Directions for this task: What is needed here is an exact transcription of all the entries.

Saved entries:
----
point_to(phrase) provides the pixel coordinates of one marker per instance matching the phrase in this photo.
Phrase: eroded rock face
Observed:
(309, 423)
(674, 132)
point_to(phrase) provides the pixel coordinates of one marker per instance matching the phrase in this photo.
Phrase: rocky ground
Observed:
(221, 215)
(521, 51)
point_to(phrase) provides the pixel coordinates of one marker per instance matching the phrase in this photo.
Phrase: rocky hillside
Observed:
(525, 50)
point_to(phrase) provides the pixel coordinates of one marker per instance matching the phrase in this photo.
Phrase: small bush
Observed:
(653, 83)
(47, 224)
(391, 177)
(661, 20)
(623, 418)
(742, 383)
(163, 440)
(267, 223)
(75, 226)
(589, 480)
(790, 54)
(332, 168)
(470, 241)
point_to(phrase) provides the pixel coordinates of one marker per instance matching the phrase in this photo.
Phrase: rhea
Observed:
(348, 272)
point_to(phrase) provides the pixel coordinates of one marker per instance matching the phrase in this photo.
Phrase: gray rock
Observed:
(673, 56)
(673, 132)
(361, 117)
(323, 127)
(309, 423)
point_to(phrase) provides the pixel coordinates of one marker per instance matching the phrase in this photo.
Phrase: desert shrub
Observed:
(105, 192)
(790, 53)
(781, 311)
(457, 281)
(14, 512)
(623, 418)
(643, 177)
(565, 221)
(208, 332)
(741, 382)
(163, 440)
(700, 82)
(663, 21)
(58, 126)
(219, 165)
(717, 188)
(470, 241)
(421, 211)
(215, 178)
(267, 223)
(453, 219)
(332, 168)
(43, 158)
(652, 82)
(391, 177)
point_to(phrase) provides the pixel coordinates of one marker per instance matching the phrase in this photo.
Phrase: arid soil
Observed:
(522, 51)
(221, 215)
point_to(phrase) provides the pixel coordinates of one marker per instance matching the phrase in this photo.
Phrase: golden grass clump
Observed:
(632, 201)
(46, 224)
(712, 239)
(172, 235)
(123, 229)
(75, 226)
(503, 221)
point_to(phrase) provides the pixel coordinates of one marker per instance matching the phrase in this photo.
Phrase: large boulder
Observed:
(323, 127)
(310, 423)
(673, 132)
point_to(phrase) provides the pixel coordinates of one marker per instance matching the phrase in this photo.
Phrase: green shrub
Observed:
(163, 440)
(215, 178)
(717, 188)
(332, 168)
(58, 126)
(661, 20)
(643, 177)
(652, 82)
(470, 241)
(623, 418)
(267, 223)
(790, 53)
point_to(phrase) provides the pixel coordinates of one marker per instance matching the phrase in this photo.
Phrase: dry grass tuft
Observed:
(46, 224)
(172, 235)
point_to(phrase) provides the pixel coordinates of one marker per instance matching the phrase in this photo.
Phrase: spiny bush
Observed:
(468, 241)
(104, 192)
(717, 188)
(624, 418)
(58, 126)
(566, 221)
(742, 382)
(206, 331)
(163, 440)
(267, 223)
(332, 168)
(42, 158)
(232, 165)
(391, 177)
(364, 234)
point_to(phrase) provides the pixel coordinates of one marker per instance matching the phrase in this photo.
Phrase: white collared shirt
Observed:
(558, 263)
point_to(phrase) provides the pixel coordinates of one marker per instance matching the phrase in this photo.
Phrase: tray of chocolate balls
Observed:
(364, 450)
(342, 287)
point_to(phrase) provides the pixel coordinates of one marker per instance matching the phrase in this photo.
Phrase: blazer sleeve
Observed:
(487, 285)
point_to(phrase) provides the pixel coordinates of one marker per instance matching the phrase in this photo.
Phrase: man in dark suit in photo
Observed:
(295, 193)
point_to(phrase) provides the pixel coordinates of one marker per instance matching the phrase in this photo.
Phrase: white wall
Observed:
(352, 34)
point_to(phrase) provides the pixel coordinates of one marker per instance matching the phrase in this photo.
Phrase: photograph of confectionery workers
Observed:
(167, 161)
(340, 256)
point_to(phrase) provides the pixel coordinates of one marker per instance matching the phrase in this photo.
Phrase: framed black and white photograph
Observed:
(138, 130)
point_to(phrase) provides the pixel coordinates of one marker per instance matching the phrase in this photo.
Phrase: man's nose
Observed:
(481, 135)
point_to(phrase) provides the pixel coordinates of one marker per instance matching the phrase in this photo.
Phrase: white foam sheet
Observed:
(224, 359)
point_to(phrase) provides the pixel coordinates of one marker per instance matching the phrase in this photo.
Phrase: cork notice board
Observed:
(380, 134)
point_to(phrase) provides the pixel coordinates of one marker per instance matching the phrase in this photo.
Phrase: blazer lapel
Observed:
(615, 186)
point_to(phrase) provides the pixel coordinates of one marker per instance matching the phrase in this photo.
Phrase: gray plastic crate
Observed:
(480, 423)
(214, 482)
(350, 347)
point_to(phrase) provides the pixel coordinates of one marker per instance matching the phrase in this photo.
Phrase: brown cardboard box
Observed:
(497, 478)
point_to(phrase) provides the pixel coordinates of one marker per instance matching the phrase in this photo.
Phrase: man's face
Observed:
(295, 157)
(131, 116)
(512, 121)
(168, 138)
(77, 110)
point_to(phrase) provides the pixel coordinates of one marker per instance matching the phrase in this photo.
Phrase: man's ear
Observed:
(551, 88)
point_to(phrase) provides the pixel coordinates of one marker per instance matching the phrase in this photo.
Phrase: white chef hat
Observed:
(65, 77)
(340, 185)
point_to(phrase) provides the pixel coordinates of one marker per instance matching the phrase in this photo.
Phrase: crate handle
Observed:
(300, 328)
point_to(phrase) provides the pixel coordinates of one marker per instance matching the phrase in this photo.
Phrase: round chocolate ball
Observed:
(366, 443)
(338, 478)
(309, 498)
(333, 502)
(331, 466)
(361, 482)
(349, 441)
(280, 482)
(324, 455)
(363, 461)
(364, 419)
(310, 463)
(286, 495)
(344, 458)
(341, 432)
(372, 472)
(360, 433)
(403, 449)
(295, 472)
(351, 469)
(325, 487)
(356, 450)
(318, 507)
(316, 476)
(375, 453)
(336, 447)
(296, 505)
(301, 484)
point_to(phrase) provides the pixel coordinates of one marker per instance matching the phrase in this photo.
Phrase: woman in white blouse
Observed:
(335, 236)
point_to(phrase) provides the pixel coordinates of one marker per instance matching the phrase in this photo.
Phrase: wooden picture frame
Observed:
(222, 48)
----
Response:
point_to(phrase) provides the pixel coordinates of one marker per instance matching the phrase in this photo.
Phrase: eroded rock face
Observed:
(309, 423)
(674, 132)
point_to(phrase) provides the pixel coordinates of one marker per instance matching the phrase in this photo.
Phrase: rocky ground
Observed:
(221, 215)
(521, 51)
point_to(phrase) provides the pixel coordinates of one marker per instance matching the phrase in this photo.
Phrase: rocky hillside
Observed:
(525, 50)
point_to(phrase) provides the pixel coordinates of one marker per instance matching the phrase in this photo.
Phrase: small bush
Observed:
(653, 83)
(47, 224)
(391, 177)
(661, 20)
(623, 418)
(742, 383)
(163, 440)
(267, 223)
(75, 226)
(589, 480)
(790, 54)
(332, 168)
(470, 241)
point_to(phrase) provides the pixel coordinates of one marker per instance matching the phrase in this photo.
Phrase: rhea
Observed:
(348, 272)
point_to(phrase) provides the pixel coordinates of one marker per instance matching the phrase in this photo.
Phrase: gray rock
Observed:
(673, 56)
(673, 132)
(361, 117)
(323, 127)
(309, 423)
point_to(phrase) provides the pixel coordinates of one marker per instance matching the phrase in this photo.
Phrase: desert shrub
Observed:
(105, 192)
(790, 53)
(781, 311)
(457, 281)
(14, 512)
(623, 418)
(643, 177)
(565, 221)
(208, 332)
(741, 382)
(163, 440)
(700, 82)
(663, 21)
(58, 126)
(219, 165)
(717, 188)
(470, 241)
(421, 211)
(215, 178)
(267, 223)
(453, 219)
(332, 168)
(43, 158)
(652, 82)
(391, 177)
point_to(phrase) provides the pixel coordinates of one marker per instance matching the phrase in this photo.
Phrase: arid soil
Observed:
(522, 51)
(221, 215)
point_to(phrase) provides the pixel coordinates of one marker per instance matching the phrase in this photo.
Phrase: golden grass clump
Observed:
(632, 201)
(46, 224)
(712, 239)
(172, 235)
(123, 229)
(75, 226)
(503, 221)
point_to(phrase) provides the pixel coordinates of one marker per instance matching the phrase in this photo.
Phrase: large boulder
Observed:
(323, 127)
(310, 423)
(673, 132)
point_to(phrase) provides the pixel coordinates of one marker per instance matching the phrase in this photo.
Phrase: green shrub
Observed:
(163, 440)
(215, 178)
(717, 188)
(332, 168)
(58, 126)
(661, 20)
(643, 177)
(652, 82)
(470, 241)
(623, 418)
(267, 223)
(790, 53)
point_to(phrase) provides the pixel coordinates of one marker per instance matching the phrase in this photo.
Phrase: dry grass tuft
Observed:
(46, 224)
(172, 235)
point_to(phrase) provides the pixel coordinates of one marker per instance matching the phrase in this photo.
Phrase: spiny bush
Observed:
(468, 241)
(104, 192)
(717, 188)
(624, 418)
(58, 126)
(566, 221)
(742, 382)
(206, 331)
(163, 440)
(267, 223)
(332, 168)
(42, 158)
(232, 165)
(391, 177)
(364, 234)
point_to(phrase) provides the pixel coordinates of one marker per instance matching the phrase in this photo.
Phrase: white collared shirt
Observed:
(558, 263)
point_to(phrase) provides the pixel coordinates of one marker per instance matching the phrase in this photo.
Phrase: tray of chocolate balls
Observed:
(364, 450)
(342, 287)
point_to(phrase) provides the pixel coordinates of one marker per instance matching the phrase in this photo.
Phrase: blazer sleeve
Observed:
(487, 285)
point_to(phrase) provides the pixel coordinates of one marker per instance matching the phrase in this photo.
Phrase: man in dark suit in photo
Observed:
(295, 193)
point_to(phrase) provides the pixel coordinates of one marker per instance matching the phrase in this photo.
Phrase: white wall
Observed:
(352, 34)
point_to(phrase) provides the pixel coordinates of one marker per instance matching the phrase in this photo.
Phrase: photograph of confectionery workers
Observed:
(167, 161)
(340, 256)
point_to(phrase) provides the pixel coordinates of one marker per instance matching the phrase in this photo.
Phrase: framed black and white photograph
Observed:
(138, 130)
point_to(phrase) provides the pixel coordinates of one marker per instance matching the phrase in this photo.
Phrase: man's nose
Observed:
(481, 135)
point_to(phrase) provides the pixel coordinates of one marker per instance matching the phrase in this photo.
Phrase: white foam sheet
Observed:
(224, 359)
point_to(phrase) provides the pixel coordinates of one marker per instance matching the phrase in this photo.
Phrase: cork notice board
Observed:
(380, 134)
point_to(phrase) provides the pixel coordinates of one marker per instance matching the phrase in this photo.
Phrase: blazer lapel
Observed:
(615, 186)
point_to(phrase) provides the pixel coordinates of one marker per instance matching the phrase in this photo.
Phrase: gray plastic crate
Observed:
(480, 423)
(214, 482)
(350, 347)
point_to(phrase) provides the pixel coordinates of one marker per instance matching the phrase in this photo.
Phrase: brown cardboard box
Observed:
(497, 478)
point_to(phrase) provides the pixel coordinates of one marker per instance matching the phrase in this photo.
Phrase: man's face
Observed:
(295, 157)
(131, 116)
(512, 121)
(168, 138)
(77, 110)
point_to(phrase) provides the pixel coordinates of one marker per instance matching the phrase in this photo.
Phrase: man's ear
Observed:
(551, 88)
point_to(phrase) provides the pixel coordinates of one marker per instance matching the phrase in this photo.
Phrase: white chef hat
Observed:
(65, 77)
(340, 185)
point_to(phrase) provides the pixel coordinates of one marker per instance matching the phrase in this photo.
Phrase: crate handle
Observed:
(300, 328)
point_to(phrase) provides the pixel coordinates of one marker per instance matching the phrase in this photo.
Phrase: round chocolate ball
Observed:
(366, 443)
(338, 478)
(309, 498)
(333, 502)
(331, 466)
(361, 482)
(349, 441)
(280, 482)
(324, 455)
(363, 461)
(364, 419)
(310, 463)
(286, 495)
(344, 458)
(341, 432)
(372, 472)
(360, 433)
(403, 449)
(295, 472)
(351, 469)
(325, 487)
(356, 450)
(318, 507)
(316, 476)
(375, 453)
(336, 447)
(296, 505)
(301, 484)
point_to(phrase) provides the pixel coordinates of one marker per instance matching the phrase in this photo.
Phrase: woman in white blouse
Observed:
(335, 236)
point_to(phrase) provides the pixel coordinates of one marker per instance matching the phrase in this photo.
Phrase: wooden picture frame
Observed:
(222, 48)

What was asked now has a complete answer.